[Stored data entries]
--*--

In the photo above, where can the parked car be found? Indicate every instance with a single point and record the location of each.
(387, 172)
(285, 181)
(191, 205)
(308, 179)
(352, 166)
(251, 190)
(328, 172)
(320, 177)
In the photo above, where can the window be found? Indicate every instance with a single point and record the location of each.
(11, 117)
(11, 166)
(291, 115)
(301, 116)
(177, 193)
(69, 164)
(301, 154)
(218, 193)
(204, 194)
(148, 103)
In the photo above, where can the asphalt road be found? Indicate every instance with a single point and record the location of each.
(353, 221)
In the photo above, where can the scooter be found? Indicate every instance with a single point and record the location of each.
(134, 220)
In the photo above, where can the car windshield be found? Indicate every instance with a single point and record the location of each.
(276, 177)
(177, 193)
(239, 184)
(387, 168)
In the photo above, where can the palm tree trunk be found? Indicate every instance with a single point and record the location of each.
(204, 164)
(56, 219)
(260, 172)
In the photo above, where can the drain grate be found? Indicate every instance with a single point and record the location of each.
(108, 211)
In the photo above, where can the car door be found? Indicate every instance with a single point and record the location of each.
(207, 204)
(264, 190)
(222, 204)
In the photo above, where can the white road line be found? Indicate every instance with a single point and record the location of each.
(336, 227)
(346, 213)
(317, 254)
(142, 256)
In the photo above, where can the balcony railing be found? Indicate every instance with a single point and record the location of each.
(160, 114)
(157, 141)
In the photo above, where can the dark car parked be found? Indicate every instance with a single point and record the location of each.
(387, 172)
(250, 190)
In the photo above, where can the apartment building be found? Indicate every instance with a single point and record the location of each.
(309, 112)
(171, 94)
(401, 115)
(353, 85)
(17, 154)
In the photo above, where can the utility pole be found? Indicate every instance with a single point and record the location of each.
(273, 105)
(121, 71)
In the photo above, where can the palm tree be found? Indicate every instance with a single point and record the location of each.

--*--

Your objective: All entries must be repeated exactly.

Solution to the problem:
In the photo above, where can the parked car be found? Indicate every instance with a single point and record the location of each.
(387, 172)
(285, 181)
(191, 205)
(308, 179)
(352, 166)
(251, 190)
(328, 172)
(320, 177)
In the photo above, where can the window be found? Indicate every instance with a single point and record the location of each.
(11, 117)
(11, 166)
(291, 115)
(301, 116)
(177, 193)
(69, 164)
(301, 154)
(218, 193)
(204, 194)
(148, 103)
In the photo above, where can the asphalt road be found? Indicate every instance with a single point and record the location of each.
(353, 221)
In the photo above, where can the scooter be found? Indicate every instance with a single point and record the location of each.
(134, 220)
In the photo above, where can the car windshield be found? Indicate every instance with a single point and record the location of each.
(276, 177)
(177, 193)
(239, 184)
(387, 168)
In the photo above, where can the palm tree trunk be found? Indicate every instance with a single point and record the location of each.
(204, 164)
(56, 219)
(260, 172)
In the photo above, where can the drain grate be found? Indicate every instance with a single point and record the location of each.
(108, 211)
In the photo above, where can the car door be found? Indicate every instance with a single point and record the location of each.
(207, 204)
(264, 190)
(222, 204)
In the photo above, where can the white road line be found? Indicate every instance with a single point and record the location of each.
(336, 227)
(346, 213)
(317, 254)
(142, 256)
In the photo above, where can the balcony railing be found? Indicate every instance with a single point and record the location of each.
(160, 114)
(157, 141)
In the photo above, where can the dark car parked be found? Indicate every instance with a single point and record the location of each.
(387, 172)
(250, 190)
In the photo above, where can the apartment building be found? Indicate every instance with a single point and record the location of each.
(309, 112)
(171, 94)
(401, 115)
(353, 85)
(17, 154)
In the photo above, where can the utility pole be found? Indicate every instance with a single point and record the location of each.
(273, 105)
(121, 71)
In the photo above, where can the palm tree be found? Indicate every instance with a single point and record the location of each.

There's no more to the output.